* Start Text *
Pollo Loco Mexican Chicken

I still remember the first time I tasted Pollo Loco Mexican Chicken and Rice with Queso. It was at a small family-run restaurant during a summer road trip through the Southwest. The bold flavors, creamy cheese sauce, and tender, spiced chicken instantly won me over. When we returned home, I knew I had to recreate this dish for my family.

Over the years, this recipe has become a beloved staple in our home. It’s festive, filling, and brings everyone to the table with excitement. Whether it’s a weeknight dinner or a gathering with loved ones, Pollo Loco always delivers comfort and joy in every bite.

Why You’ll Love This Pollo Loco Mexican Chicken

  • One-Pan Wonder: The chicken, rice, and queso all come together seamlessly for minimal cleanup.
  • Family-Friendly: Kids and adults alike love the cheesy goodness and flavorful spices.
  • Halal & Customizable: Easily made with Halal chicken and can be adjusted for spiciness or dietary needs.
  • Perfect for Meal Prep: Stores well and tastes just as good reheated the next day.
  • Restaurant-Style at Home: Impress your family with a dish that tastes like it came straight from your favorite Mexican grill.
  • Versatile: Pair it with tortillas, guacamole, or a fresh salad for a complete meal.
* End Text *
* Start Supplied material *
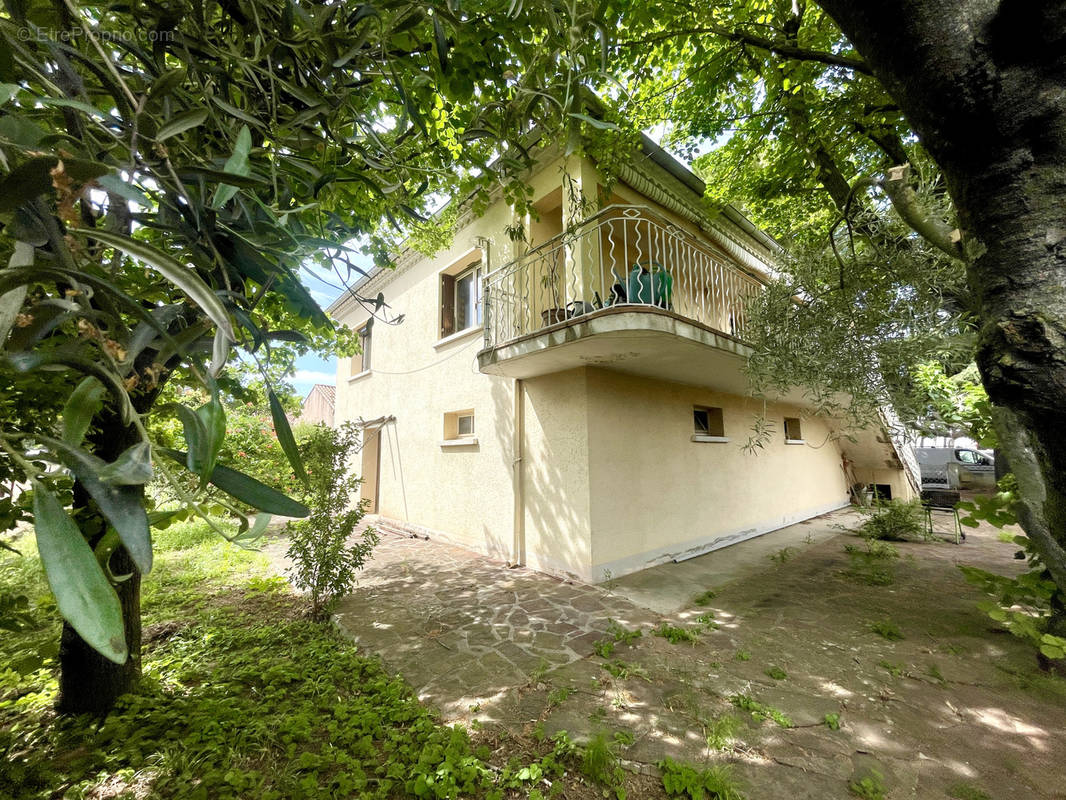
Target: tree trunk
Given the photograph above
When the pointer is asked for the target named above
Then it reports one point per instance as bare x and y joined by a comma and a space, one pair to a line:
90, 683
984, 86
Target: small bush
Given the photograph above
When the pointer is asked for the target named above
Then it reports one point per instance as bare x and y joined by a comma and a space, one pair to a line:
684, 781
324, 562
895, 521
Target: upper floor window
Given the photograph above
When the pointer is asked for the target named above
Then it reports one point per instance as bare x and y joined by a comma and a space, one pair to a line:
707, 421
360, 362
461, 300
793, 431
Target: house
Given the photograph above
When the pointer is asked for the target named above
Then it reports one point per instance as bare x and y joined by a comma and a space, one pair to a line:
576, 402
319, 404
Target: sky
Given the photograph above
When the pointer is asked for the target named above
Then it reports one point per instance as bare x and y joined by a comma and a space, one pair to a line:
311, 369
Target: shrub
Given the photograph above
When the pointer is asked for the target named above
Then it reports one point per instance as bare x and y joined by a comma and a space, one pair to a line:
324, 562
895, 521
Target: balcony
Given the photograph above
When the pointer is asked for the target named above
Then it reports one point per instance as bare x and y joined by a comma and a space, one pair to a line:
627, 289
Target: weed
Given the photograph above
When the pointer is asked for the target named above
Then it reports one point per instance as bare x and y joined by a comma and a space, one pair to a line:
895, 521
759, 710
603, 648
560, 696
704, 598
895, 670
966, 792
676, 635
722, 732
870, 787
869, 563
781, 556
623, 635
599, 763
624, 671
887, 629
684, 781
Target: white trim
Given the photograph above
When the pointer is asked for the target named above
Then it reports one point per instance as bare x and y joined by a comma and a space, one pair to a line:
684, 550
456, 336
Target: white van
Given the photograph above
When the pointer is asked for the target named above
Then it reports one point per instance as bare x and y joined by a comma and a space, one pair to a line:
955, 467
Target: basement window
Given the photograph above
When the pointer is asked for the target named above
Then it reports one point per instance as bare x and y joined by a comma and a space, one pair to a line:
458, 429
708, 424
793, 431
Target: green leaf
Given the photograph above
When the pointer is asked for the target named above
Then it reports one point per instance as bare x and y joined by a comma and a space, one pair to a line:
236, 164
166, 83
122, 505
115, 185
285, 436
26, 181
248, 490
131, 468
178, 274
181, 123
82, 592
213, 416
80, 408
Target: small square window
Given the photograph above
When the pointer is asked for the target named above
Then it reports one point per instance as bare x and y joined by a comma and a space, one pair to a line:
465, 425
793, 432
458, 428
707, 421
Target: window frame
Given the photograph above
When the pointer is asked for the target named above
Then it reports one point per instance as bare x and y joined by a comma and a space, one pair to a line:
474, 272
793, 440
715, 424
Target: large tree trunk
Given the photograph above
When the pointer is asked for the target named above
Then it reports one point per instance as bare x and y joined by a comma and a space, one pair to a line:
90, 683
984, 85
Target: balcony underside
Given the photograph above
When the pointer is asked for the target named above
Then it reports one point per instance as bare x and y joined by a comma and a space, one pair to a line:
646, 341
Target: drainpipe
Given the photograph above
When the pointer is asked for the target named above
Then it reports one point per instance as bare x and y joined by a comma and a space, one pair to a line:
518, 546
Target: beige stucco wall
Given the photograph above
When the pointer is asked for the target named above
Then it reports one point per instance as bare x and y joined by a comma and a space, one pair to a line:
655, 494
609, 477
* End Supplied material *
▸ **Work to complete**
1/ Extract the Pollo Loco text between "I still remember" and "for minimal cleanup.", inclusive.
2/ In the Pollo Loco text, give every label that begins a point under "Why You’ll Love This Pollo Loco Mexican Chicken".
The records have no role in any of this work.

▸ **Answers in order**
1/
I still remember the first time I tasted Pollo Loco Mexican Chicken and Rice with Queso. It was at a small family-run restaurant during a summer road trip through the Southwest. The bold flavors, creamy cheese sauce, and tender, spiced chicken instantly won me over. When we returned home, I knew I had to recreate this dish for my family.

Over the years, this recipe has become a beloved staple in our home. It’s festive, filling, and brings everyone to the table with excitement. Whether it’s a weeknight dinner or a gathering with loved ones, Pollo Loco always delivers comfort and joy in every bite.

Why You’ll Love This Pollo Loco Mexican Chicken

  • One-Pan Wonder: The chicken, rice, and queso all come together seamlessly for minimal cleanup.

2/
- One-Pan Wonder
- Family-Friendly
- Halal & Customizable
- Perfect for Meal Prep
- Restaurant-Style at Home
- Versatile